[Opening SELECTED EXCERPT section]

As with any new technology, next generation sequencing (NGS) has potential advantages and potential challenges. One advantage is the identification of multiple causal variants for disease that might otherwise be missed by SNP-chip technology. One potential challenge is misclassification error (as with any emerging technology) and the issue of power loss due to multiple testing.
Here, we develop an extension of the linear trend test for association that incorporates differential misclassification error and may be applied to any number of SNPs. We call the statistic the linear trend test allowing for error, applied to NGS, or LTTae,NGS. This statistic allows for differential misclassification.
The observed data are phenotypes for unrelated cases and controls, coverage, and the number of putative causal variants for every individual at all SNPs. We simulate data considering multiple factors (disease mode of inheritance, genotype relative risk, causal variant frequency, sequence error rate in cases, sequence error rate in controls, number of loci, and others) and evaluate type I error rate and power for each vector of factor settings. We compare our results with two recently published NGS statistics. Also, we create a fictitious disease model, based on downloaded 1000 Genomes data for 5 SNPs and 388 individuals, and apply our statistic to that data.

[Closing SELECTED EXCERPT section]
[Opening STORED DATA section]

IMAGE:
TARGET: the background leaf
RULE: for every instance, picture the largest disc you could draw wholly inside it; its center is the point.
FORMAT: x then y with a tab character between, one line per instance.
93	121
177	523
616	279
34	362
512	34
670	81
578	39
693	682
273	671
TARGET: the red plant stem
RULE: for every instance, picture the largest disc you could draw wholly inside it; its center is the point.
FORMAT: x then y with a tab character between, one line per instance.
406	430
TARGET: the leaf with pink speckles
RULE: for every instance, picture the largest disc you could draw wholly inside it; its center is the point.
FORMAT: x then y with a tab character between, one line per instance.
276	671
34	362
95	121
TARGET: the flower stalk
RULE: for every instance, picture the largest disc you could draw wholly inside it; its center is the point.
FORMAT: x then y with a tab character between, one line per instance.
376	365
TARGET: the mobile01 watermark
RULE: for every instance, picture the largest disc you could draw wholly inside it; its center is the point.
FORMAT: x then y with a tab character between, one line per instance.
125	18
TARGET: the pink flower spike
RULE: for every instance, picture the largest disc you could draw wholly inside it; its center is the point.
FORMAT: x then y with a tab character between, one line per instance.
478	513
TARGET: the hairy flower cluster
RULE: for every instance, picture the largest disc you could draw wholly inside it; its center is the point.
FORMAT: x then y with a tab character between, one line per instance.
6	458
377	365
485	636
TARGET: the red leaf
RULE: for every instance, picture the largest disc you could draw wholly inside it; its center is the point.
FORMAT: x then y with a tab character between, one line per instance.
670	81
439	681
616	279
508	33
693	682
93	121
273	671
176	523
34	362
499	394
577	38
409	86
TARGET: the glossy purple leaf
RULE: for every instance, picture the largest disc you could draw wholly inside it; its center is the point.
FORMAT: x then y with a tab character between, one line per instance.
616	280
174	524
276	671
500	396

[Closing STORED DATA section]

### QUESTIONS
(1) Using the passage on next generation sequencing, mark each statement yes or no and quote the words that settle it.
(a) The new statistic can be applied to any number of SNPs.
(b) The observed data include phenotypes for related cases and controls.
(c) The results are compared with three recently published NGS statistics.
(2) Answer these questions from the passage on next generation sequencing.
(a) Which technology might miss causal variants for disease that NGS can identify?
(b) What is the full name of the statistic called LTTae,NGS?
(c) How many individuals are in the 1000 Genomes data used for the fictitious disease model?

### ANSWERS FOR THIS EXERCISE
(1)
(a) Yes: "may be applied to any number of SNPs"
(b) No: "phenotypes for unrelated cases and controls"
(c) No: "We compare our results with two recently published NGS statistics."

(2)
(a) SNP-chip technology
(b) The linear trend test allowing for error, applied to NGS
(c) 388